→ **Problem to work on**: Any image in the records should be left out; output everything else exactly.
Segment Open
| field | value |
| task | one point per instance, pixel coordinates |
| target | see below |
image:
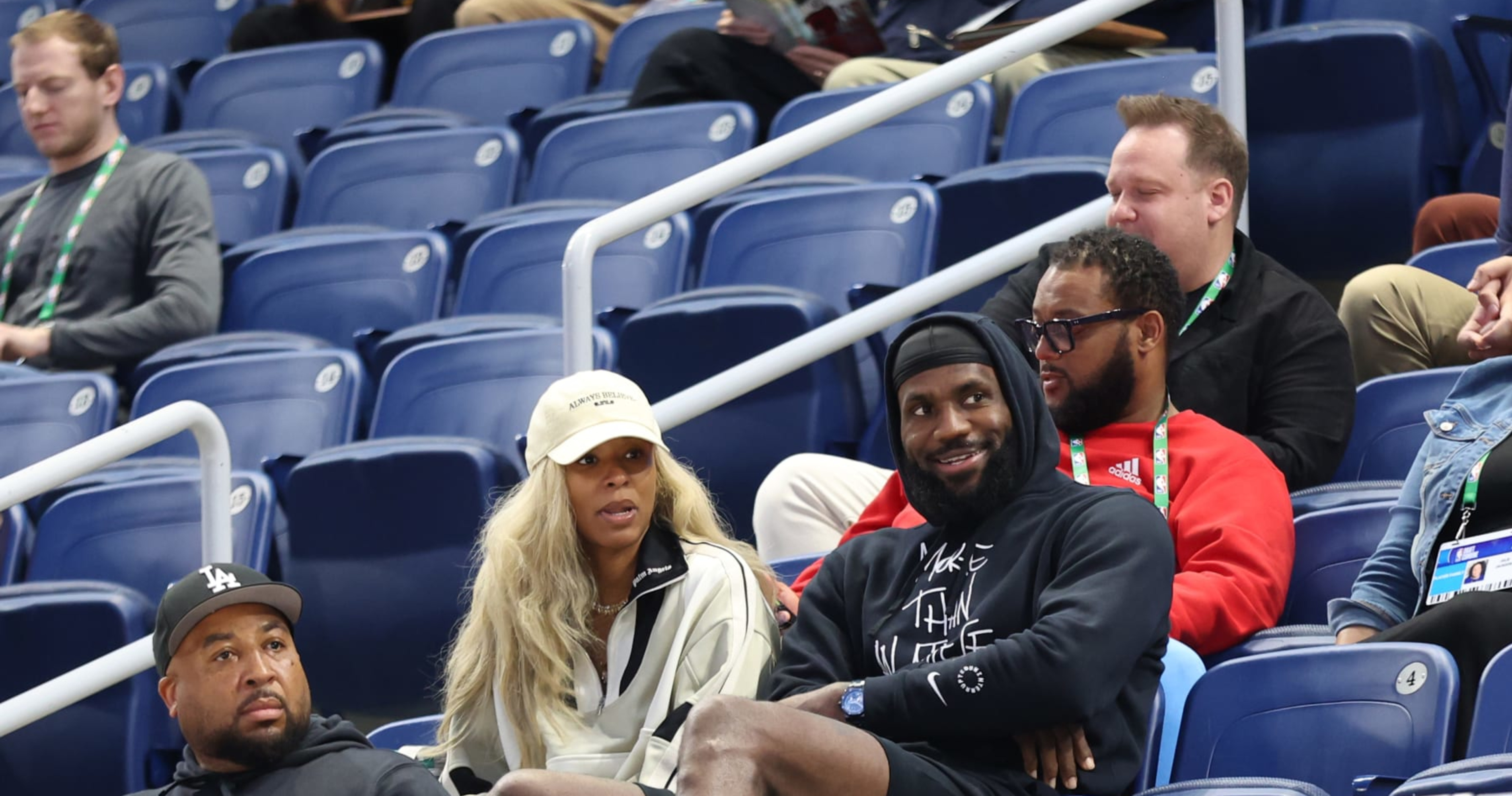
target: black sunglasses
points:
(1059, 330)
Segment Closed
→ **Solution for this problem**:
| field | value |
| task | one point per instance, pixel coordinates |
| target | see below |
image:
target: black sunglasses
points:
(1059, 330)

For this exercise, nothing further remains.